= WRITTEN INSTRUCTION =
Convert the items below into a two-column CSV with the headers text and answer, one row per item. Put each item's text and its answer in separate quoted fields, replacing every line break with a space.

= INFORMATION SHOWN =
◇ ◇ ◇

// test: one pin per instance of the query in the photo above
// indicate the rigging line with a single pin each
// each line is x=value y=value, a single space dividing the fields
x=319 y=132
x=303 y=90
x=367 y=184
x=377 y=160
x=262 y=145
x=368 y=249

◇ ◇ ◇

= ANSWER TO THIS EXERCISE =
text,answer
"// test: one pin per instance of the query in the photo above // indicate the rigging line with a single pin each // each line is x=value y=value, a single space dividing the fields","x=319 y=132 x=303 y=90 x=367 y=184 x=377 y=160 x=262 y=145 x=368 y=249"